Rewrite the records from their start through the line containing "positive clicks: (210, 377)", replacing "rough mask" with "coarse mask" and keeping everything else unchanged. Leave the pictures out of your answer.
[Opening SUPPLIED MATERIAL section]
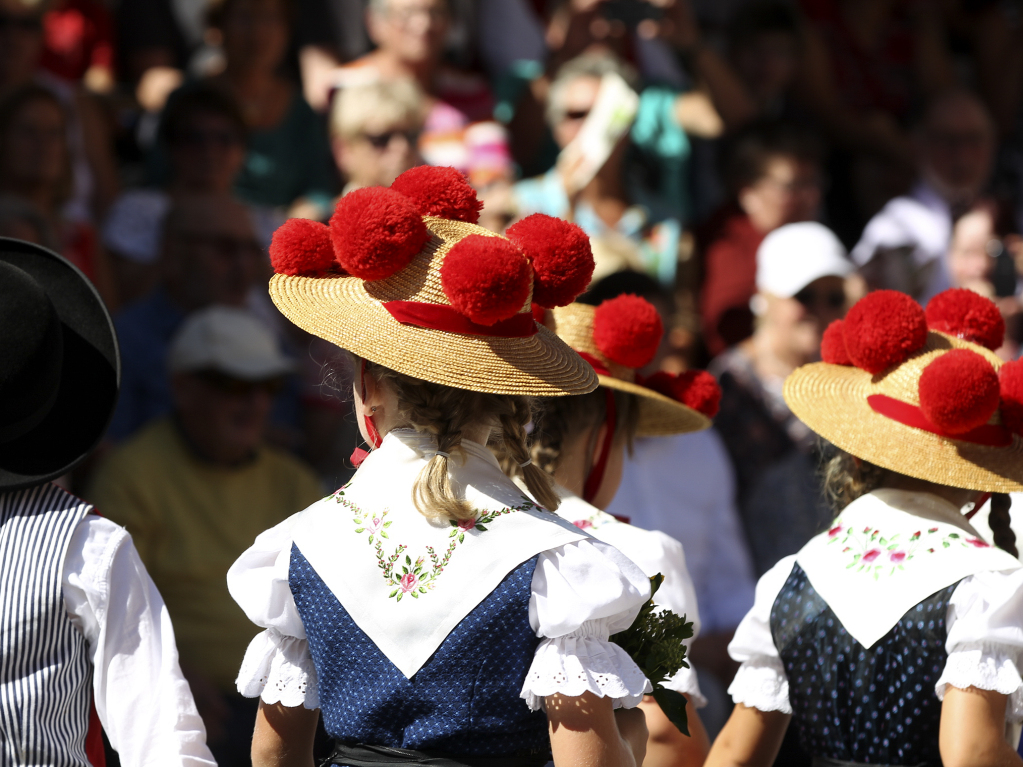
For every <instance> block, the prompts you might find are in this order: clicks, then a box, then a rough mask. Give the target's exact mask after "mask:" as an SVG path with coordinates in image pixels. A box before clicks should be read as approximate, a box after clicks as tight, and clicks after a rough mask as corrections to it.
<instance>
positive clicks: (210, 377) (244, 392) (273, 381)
mask: <svg viewBox="0 0 1023 767" xmlns="http://www.w3.org/2000/svg"><path fill="white" fill-rule="evenodd" d="M198 377H199V378H201V379H202V380H203V382H204V383H206V385H207V386H208V387H210V388H211V389H215V390H216V391H217V392H218V393H219V394H223V395H226V396H228V397H250V396H252V395H253V394H255V393H260V392H262V393H265V394H267V395H269V396H270V397H276V396H277V395H278V394H280V392H281V391H282V390H283V389H284V379H283V378H281V377H276V378H265V379H263V380H243V379H241V378H235V377H233V376H231V375H225V374H224V373H222V372H219V371H217V370H206V371H204V372H202V373H198Z"/></svg>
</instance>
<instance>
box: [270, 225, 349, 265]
mask: <svg viewBox="0 0 1023 767" xmlns="http://www.w3.org/2000/svg"><path fill="white" fill-rule="evenodd" d="M270 263H271V264H272V265H273V271H275V272H276V273H277V274H304V275H307V276H318V275H322V274H323V273H325V272H328V271H330V269H332V268H333V266H335V260H333V245H332V244H331V243H330V229H329V227H327V225H326V224H321V223H319V222H318V221H310V220H309V219H288V220H287V221H285V222H284V223H283V224H281V225H280V226H278V227H277V230H276V231H275V232H274V233H273V238H272V239H271V240H270Z"/></svg>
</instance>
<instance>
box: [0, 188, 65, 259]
mask: <svg viewBox="0 0 1023 767" xmlns="http://www.w3.org/2000/svg"><path fill="white" fill-rule="evenodd" d="M0 237H13V238H15V239H24V240H26V241H27V242H35V243H36V244H37V245H42V246H43V247H47V249H49V250H51V251H55V250H58V247H57V242H56V238H55V237H54V236H53V232H52V231H51V230H50V225H49V223H48V222H47V221H46V217H45V216H43V215H42V214H41V213H40V212H39V211H38V210H36V207H35V206H33V205H32V202H30V201H29V200H27V199H23V198H21V197H16V196H12V195H10V194H0Z"/></svg>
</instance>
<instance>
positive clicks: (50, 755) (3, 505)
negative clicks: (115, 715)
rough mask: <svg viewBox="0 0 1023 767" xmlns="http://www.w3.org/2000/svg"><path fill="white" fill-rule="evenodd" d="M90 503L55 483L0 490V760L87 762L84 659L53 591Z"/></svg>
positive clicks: (79, 642)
[Closing SUPPLIED MATERIAL section]
__YOUR RESPONSE__
For every <instance> block, the prompts you might find are in this order: clicks, then a box, then a coarse mask. Give the target's exact mask after "mask:" as an SVG path with coordinates in image pixels. A box before clicks should be read as approximate, a box after clicks as tight, and clicks after a coarse mask as corrections to it.
<instance>
positive clicks: (210, 377) (244, 392) (273, 381)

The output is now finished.